List every line in the listing below that contains the string "leaf". Case counts.
--- BEGIN STORED RECORDS ---
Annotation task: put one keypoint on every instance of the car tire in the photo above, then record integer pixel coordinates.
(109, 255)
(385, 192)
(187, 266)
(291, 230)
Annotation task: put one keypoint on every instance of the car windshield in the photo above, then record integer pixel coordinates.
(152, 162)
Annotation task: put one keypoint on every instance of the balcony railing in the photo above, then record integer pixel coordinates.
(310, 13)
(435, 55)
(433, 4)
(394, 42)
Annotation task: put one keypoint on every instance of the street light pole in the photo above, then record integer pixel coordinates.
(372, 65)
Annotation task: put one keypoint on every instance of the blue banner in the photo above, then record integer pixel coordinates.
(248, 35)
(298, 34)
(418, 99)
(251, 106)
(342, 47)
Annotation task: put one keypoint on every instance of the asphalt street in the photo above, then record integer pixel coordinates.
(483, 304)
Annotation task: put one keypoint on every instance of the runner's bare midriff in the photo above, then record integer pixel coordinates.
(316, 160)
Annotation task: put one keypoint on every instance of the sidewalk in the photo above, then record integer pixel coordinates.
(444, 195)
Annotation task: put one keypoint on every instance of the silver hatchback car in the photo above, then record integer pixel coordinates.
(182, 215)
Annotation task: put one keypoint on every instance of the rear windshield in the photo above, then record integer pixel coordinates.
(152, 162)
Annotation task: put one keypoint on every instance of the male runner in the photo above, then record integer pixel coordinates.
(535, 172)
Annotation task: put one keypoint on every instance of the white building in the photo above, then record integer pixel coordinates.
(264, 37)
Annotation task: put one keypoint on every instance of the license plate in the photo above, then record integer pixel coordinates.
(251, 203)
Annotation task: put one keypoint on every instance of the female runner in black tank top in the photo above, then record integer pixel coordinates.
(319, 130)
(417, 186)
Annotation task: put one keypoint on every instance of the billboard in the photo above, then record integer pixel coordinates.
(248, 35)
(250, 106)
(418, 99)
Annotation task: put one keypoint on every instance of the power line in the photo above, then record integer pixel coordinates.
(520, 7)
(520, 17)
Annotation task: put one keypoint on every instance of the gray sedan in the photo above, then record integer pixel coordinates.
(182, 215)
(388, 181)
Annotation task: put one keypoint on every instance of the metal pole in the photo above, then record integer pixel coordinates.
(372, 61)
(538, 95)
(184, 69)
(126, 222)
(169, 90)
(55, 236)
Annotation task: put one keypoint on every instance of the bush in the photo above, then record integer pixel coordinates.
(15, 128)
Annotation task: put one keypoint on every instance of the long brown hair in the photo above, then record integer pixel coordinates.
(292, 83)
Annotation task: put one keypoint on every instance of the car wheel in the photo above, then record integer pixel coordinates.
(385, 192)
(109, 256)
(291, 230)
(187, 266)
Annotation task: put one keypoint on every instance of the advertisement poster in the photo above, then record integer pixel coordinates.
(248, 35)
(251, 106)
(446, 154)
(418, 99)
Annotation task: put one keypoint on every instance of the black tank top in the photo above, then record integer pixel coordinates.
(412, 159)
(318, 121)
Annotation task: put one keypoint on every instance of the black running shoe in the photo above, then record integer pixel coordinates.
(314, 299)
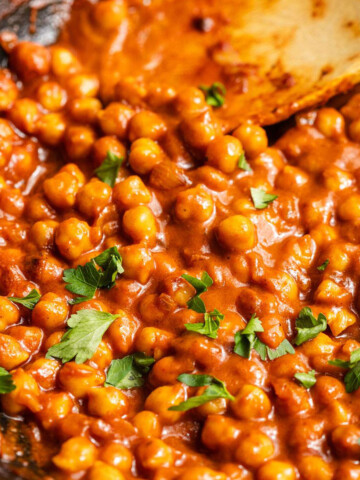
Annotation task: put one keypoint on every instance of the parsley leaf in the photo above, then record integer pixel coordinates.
(261, 199)
(210, 325)
(247, 340)
(322, 267)
(307, 326)
(352, 378)
(84, 280)
(307, 379)
(29, 301)
(216, 389)
(201, 286)
(243, 164)
(6, 382)
(80, 342)
(214, 94)
(128, 372)
(109, 169)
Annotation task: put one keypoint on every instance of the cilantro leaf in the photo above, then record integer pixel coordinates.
(84, 280)
(109, 169)
(201, 286)
(128, 372)
(307, 379)
(322, 267)
(29, 301)
(210, 325)
(261, 199)
(80, 342)
(214, 94)
(247, 340)
(307, 326)
(216, 389)
(6, 382)
(243, 164)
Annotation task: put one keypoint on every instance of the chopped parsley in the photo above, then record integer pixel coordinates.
(307, 379)
(6, 382)
(214, 94)
(352, 377)
(216, 389)
(322, 267)
(80, 342)
(307, 326)
(109, 169)
(84, 280)
(243, 164)
(210, 325)
(261, 199)
(129, 372)
(29, 301)
(247, 340)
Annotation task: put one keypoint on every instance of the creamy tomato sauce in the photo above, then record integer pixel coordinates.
(222, 256)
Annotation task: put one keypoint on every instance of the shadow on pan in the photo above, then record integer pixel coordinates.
(36, 20)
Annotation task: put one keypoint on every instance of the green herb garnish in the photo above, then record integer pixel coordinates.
(29, 301)
(128, 372)
(80, 342)
(109, 169)
(216, 389)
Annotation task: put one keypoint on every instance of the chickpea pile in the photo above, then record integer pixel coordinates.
(180, 203)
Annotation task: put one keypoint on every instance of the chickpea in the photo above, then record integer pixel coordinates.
(315, 468)
(122, 332)
(154, 453)
(50, 128)
(79, 141)
(107, 402)
(224, 153)
(194, 204)
(144, 155)
(190, 102)
(147, 424)
(11, 353)
(50, 312)
(63, 62)
(24, 114)
(109, 14)
(146, 124)
(237, 233)
(130, 193)
(79, 379)
(251, 403)
(140, 224)
(162, 398)
(93, 197)
(25, 396)
(60, 190)
(138, 263)
(84, 109)
(9, 313)
(51, 96)
(253, 139)
(8, 90)
(114, 120)
(30, 60)
(73, 238)
(276, 470)
(330, 123)
(104, 145)
(349, 209)
(55, 406)
(200, 130)
(76, 454)
(254, 449)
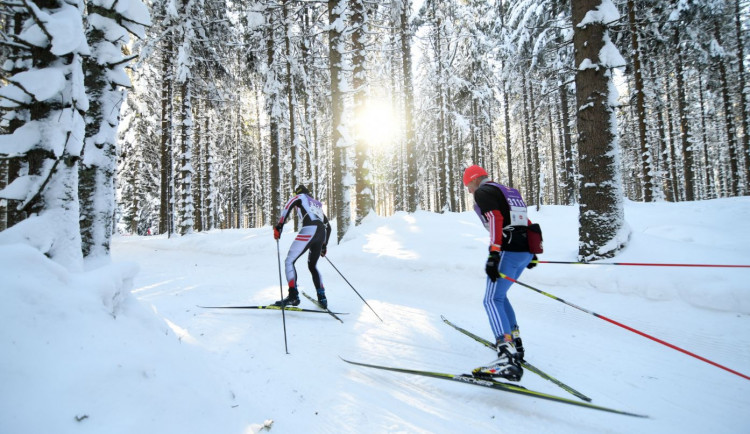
--- END STORED RECORDS ---
SOLVED PROBLEM
Annotation task: put one keypoint on every instance of the parsley leaf in the photo above, then record integer pixel coordinates.
Annotation task: put one keypoint on every instance of the cilantro leaf in the photo above, then record integer pixel coordinates.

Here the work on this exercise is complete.